Exercise inputs start

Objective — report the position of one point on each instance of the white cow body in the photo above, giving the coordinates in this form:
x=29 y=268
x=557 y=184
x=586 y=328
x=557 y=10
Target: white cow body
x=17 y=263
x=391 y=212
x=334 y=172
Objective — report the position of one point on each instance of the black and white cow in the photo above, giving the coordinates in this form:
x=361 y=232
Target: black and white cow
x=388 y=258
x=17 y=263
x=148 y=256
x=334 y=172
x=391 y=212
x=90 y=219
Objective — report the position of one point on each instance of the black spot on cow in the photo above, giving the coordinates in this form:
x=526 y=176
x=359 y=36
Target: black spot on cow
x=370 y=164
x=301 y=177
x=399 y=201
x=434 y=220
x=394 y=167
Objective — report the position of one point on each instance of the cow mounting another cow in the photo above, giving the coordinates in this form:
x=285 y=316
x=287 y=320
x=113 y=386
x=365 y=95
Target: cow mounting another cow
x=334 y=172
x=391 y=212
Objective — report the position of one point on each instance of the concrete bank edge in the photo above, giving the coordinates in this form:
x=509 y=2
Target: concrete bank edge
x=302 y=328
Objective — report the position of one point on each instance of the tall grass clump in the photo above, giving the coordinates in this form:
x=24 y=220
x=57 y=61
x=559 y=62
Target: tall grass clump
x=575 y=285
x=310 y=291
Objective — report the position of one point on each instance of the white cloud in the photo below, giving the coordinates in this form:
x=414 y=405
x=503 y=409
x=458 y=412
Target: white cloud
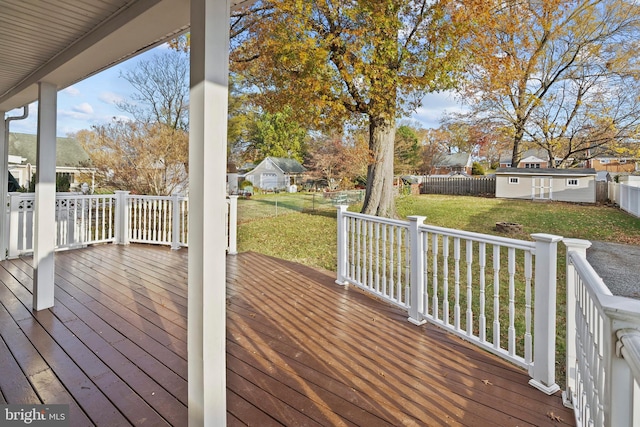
x=71 y=91
x=84 y=108
x=110 y=98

Exercise inputs end

Arrange the listing above as a Markdown table with the columns Row and Line, starting at the line that contains "the black spot" and ending at the last line of the listing, both included. Put one line in each row, numbered in order, skip blank lines, and leave the pictures out.

• [Solution to this task]:
| Row | Line |
|---|---|
| 1 | Objective — report the position of one point on each instance of the black spot on cow in the photo above, giving the coordinates in this form: |
| 2 | x=526 y=176 |
| 3 | x=359 y=36 |
| 4 | Target: black spot on cow |
| 5 | x=370 y=164 |
| 6 | x=301 y=177 |
| 7 | x=399 y=201 |
| 8 | x=434 y=220 |
| 9 | x=394 y=167 |
| 10 | Objective — report the position of one point on each instance of the cow mounting another cow in the photo above, giving the coordinates in this form: |
| 11 | x=285 y=316 |
| 12 | x=287 y=320 |
| 13 | x=113 y=386 |
| 14 | x=365 y=95 |
| 15 | Target: cow mounting another cow |
| 16 | x=334 y=172 |
| 17 | x=391 y=212 |
| 18 | Objective — report the position of one point on each instance of the concrete bank edge in the photo above, giving the coordinates in this form: |
| 19 | x=509 y=2 |
| 20 | Target: concrete bank edge |
| 21 | x=302 y=328 |
| 22 | Objective — report the position of one point on each instance of the tall grass clump in the photo above, giving the coordinates in this form: |
| 23 | x=24 y=220 |
| 24 | x=57 y=61 |
| 25 | x=559 y=62 |
| 26 | Target: tall grass clump |
| 27 | x=575 y=285 |
| 28 | x=310 y=291 |
| 29 | Objective — report the position of one point on each instance of the white cloud in the photo below, giving the coordinates in this form: |
| 30 | x=414 y=405 |
| 31 | x=503 y=409 |
| 32 | x=458 y=412 |
| 33 | Target: white cloud |
| 34 | x=71 y=91 |
| 35 | x=84 y=108 |
| 36 | x=110 y=98 |